- [What you have to do] Could you rewrite every one of these rows with each "drop" changed to "place" and nothing else altered? Leave the pictures out of your answer.

- [Supplied information]
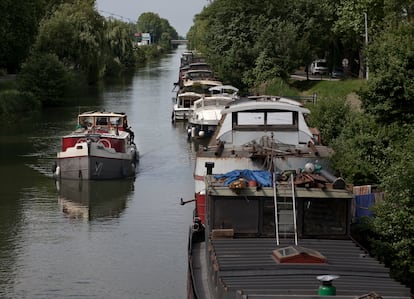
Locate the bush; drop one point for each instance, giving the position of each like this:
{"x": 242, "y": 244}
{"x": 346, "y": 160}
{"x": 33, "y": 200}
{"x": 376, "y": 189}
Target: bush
{"x": 15, "y": 103}
{"x": 45, "y": 77}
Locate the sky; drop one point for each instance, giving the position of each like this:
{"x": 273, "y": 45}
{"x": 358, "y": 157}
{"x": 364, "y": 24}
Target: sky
{"x": 179, "y": 13}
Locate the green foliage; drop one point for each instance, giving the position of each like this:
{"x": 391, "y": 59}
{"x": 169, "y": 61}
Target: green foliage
{"x": 390, "y": 93}
{"x": 329, "y": 115}
{"x": 160, "y": 29}
{"x": 45, "y": 77}
{"x": 121, "y": 52}
{"x": 357, "y": 149}
{"x": 333, "y": 89}
{"x": 75, "y": 33}
{"x": 14, "y": 103}
{"x": 394, "y": 217}
{"x": 18, "y": 29}
{"x": 278, "y": 86}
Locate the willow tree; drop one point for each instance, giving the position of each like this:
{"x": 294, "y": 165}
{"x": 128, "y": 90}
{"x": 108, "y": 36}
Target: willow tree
{"x": 75, "y": 33}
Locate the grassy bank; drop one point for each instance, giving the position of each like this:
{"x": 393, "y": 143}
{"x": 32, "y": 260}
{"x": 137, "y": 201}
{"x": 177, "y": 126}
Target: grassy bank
{"x": 323, "y": 88}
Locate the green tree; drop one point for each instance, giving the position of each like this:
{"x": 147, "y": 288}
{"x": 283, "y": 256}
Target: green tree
{"x": 45, "y": 77}
{"x": 394, "y": 217}
{"x": 75, "y": 33}
{"x": 121, "y": 51}
{"x": 18, "y": 29}
{"x": 390, "y": 93}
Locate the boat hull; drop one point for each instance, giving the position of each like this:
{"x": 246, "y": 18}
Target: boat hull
{"x": 94, "y": 162}
{"x": 95, "y": 168}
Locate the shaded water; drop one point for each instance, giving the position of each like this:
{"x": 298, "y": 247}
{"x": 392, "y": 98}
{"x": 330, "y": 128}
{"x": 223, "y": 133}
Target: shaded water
{"x": 118, "y": 239}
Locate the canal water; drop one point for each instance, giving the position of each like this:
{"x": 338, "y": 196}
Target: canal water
{"x": 115, "y": 239}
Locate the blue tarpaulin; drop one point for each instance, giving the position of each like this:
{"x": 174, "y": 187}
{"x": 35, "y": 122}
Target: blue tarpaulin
{"x": 363, "y": 205}
{"x": 262, "y": 177}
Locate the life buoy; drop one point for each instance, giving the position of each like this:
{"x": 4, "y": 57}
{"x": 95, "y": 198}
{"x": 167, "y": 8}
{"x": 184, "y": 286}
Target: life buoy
{"x": 105, "y": 142}
{"x": 80, "y": 140}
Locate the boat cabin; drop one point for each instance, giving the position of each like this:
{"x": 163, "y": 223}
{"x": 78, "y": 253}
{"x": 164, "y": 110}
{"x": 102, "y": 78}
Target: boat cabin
{"x": 103, "y": 119}
{"x": 312, "y": 211}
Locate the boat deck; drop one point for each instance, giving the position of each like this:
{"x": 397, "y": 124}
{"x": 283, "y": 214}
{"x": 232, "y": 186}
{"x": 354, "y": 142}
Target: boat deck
{"x": 247, "y": 268}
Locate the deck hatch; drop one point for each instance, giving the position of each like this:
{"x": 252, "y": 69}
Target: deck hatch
{"x": 298, "y": 255}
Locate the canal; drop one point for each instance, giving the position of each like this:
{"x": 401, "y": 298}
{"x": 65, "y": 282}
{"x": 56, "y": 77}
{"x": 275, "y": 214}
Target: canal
{"x": 116, "y": 239}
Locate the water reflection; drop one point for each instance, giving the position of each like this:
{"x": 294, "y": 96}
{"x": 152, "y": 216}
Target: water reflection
{"x": 94, "y": 200}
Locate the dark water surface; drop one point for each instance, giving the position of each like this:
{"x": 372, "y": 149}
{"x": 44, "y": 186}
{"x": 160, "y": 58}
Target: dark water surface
{"x": 117, "y": 239}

- [Correct answer]
Locate the bush; place one point for each instance, giving the position of each like this:
{"x": 242, "y": 244}
{"x": 346, "y": 160}
{"x": 33, "y": 200}
{"x": 376, "y": 189}
Target: bush
{"x": 15, "y": 103}
{"x": 45, "y": 77}
Locate the sky; place one point for each instance, giving the position of each like this:
{"x": 273, "y": 45}
{"x": 358, "y": 157}
{"x": 364, "y": 24}
Target: sky
{"x": 179, "y": 13}
Locate the green foliage; place one point for each instance, giving the position of each like this:
{"x": 391, "y": 59}
{"x": 169, "y": 61}
Target: green foliage
{"x": 390, "y": 93}
{"x": 329, "y": 115}
{"x": 160, "y": 29}
{"x": 45, "y": 77}
{"x": 121, "y": 52}
{"x": 357, "y": 149}
{"x": 333, "y": 89}
{"x": 75, "y": 33}
{"x": 14, "y": 103}
{"x": 394, "y": 217}
{"x": 18, "y": 29}
{"x": 278, "y": 86}
Locate the willow tree; place one point for each instance, giving the position of each like this:
{"x": 294, "y": 165}
{"x": 128, "y": 90}
{"x": 108, "y": 36}
Target: willow tree
{"x": 75, "y": 33}
Locate the grassy bank; place one point for each instance, giving the position of each like this:
{"x": 393, "y": 143}
{"x": 32, "y": 260}
{"x": 137, "y": 201}
{"x": 177, "y": 126}
Target: grassy bank
{"x": 323, "y": 88}
Locate the green tree; place one point for each instance, giving the position of each like this:
{"x": 147, "y": 288}
{"x": 283, "y": 256}
Target: green tree
{"x": 45, "y": 77}
{"x": 394, "y": 217}
{"x": 75, "y": 33}
{"x": 121, "y": 51}
{"x": 18, "y": 29}
{"x": 390, "y": 93}
Locate the boat hull; place one point for each instance, giving the position of each like this:
{"x": 246, "y": 18}
Target: boat hull
{"x": 94, "y": 162}
{"x": 95, "y": 168}
Locate the shaded water; place one point for each instance, giving the position of each like this:
{"x": 298, "y": 247}
{"x": 392, "y": 98}
{"x": 330, "y": 128}
{"x": 223, "y": 133}
Target: shaded water
{"x": 118, "y": 239}
Locate the canal water; place one point for each instance, giving the position of each like this:
{"x": 338, "y": 196}
Target: canal water
{"x": 115, "y": 239}
Locate the blue tarpaulin; place one point for each instance, giving the position of each like this:
{"x": 174, "y": 187}
{"x": 35, "y": 122}
Target: blue tarpaulin
{"x": 363, "y": 205}
{"x": 262, "y": 177}
Locate the life buoy; place one point for each instance, giving the position of each like this:
{"x": 4, "y": 57}
{"x": 95, "y": 198}
{"x": 167, "y": 8}
{"x": 184, "y": 286}
Target: life buoy
{"x": 105, "y": 142}
{"x": 80, "y": 140}
Locate the boat cabin; place one point for each instance, giving the position of each like this:
{"x": 163, "y": 223}
{"x": 78, "y": 253}
{"x": 164, "y": 110}
{"x": 102, "y": 78}
Target: boat cabin
{"x": 103, "y": 119}
{"x": 312, "y": 211}
Locate the boat deck; place one point for each instance, giving the position of each like this:
{"x": 397, "y": 124}
{"x": 283, "y": 214}
{"x": 232, "y": 186}
{"x": 354, "y": 142}
Target: boat deck
{"x": 247, "y": 268}
Locate the deck hatch; place one point for each instance, giving the position of each like this:
{"x": 252, "y": 69}
Target: deck hatch
{"x": 298, "y": 255}
Locate the canal; place one point for each instance, giving the position of each like this:
{"x": 401, "y": 298}
{"x": 65, "y": 282}
{"x": 56, "y": 77}
{"x": 275, "y": 214}
Target: canal
{"x": 116, "y": 239}
Locate the water reflection; place one point for each instance, giving the position of each like this:
{"x": 294, "y": 96}
{"x": 152, "y": 216}
Target: water reflection
{"x": 94, "y": 200}
Locate the dark water surface; place one point for each instance, giving the position of each like this:
{"x": 372, "y": 149}
{"x": 44, "y": 186}
{"x": 160, "y": 58}
Target: dark water surface
{"x": 117, "y": 239}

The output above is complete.